▶ _Request_
Please retype the stretch of the material from its start through the line containing "42L64 50L76 57L86", keeping every character unchanged.
BEGIN Supplied entries
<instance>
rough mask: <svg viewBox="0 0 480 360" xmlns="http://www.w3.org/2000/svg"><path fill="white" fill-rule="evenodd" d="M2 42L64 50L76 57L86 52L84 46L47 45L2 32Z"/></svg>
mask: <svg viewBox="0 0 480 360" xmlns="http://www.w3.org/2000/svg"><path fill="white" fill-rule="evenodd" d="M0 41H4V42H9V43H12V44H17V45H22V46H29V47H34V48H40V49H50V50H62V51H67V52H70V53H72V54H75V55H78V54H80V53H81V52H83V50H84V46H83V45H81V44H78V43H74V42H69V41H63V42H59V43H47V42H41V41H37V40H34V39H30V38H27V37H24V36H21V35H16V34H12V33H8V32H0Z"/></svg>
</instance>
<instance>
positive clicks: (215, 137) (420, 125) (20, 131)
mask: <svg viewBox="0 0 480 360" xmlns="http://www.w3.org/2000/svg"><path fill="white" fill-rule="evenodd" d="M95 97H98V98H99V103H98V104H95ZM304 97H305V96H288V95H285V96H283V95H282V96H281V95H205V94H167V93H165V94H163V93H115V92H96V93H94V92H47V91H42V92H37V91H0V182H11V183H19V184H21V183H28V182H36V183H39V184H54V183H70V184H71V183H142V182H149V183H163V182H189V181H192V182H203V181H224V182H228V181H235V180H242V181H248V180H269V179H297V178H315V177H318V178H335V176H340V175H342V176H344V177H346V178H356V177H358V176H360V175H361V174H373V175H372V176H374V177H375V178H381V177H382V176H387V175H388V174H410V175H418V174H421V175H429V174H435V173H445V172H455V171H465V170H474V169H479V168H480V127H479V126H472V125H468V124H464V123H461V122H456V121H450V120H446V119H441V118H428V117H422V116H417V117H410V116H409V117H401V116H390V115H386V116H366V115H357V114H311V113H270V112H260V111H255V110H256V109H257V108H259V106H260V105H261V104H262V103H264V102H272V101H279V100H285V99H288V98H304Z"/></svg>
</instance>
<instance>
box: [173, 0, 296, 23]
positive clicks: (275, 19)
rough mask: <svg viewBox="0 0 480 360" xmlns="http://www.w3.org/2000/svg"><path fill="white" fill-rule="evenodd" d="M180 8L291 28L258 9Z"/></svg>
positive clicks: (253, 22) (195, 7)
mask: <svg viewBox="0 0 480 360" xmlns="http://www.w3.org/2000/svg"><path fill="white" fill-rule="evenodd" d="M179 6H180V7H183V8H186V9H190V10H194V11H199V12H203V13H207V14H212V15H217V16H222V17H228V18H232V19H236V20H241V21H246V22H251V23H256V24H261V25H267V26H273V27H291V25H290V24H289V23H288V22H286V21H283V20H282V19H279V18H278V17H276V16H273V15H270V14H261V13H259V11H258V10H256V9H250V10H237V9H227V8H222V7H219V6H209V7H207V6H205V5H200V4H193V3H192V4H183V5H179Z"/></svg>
END Supplied entries
▶ _Solved problem_
<instance>
rough mask: <svg viewBox="0 0 480 360" xmlns="http://www.w3.org/2000/svg"><path fill="white" fill-rule="evenodd" d="M2 42L64 50L76 57L86 52L84 46L47 45L2 32Z"/></svg>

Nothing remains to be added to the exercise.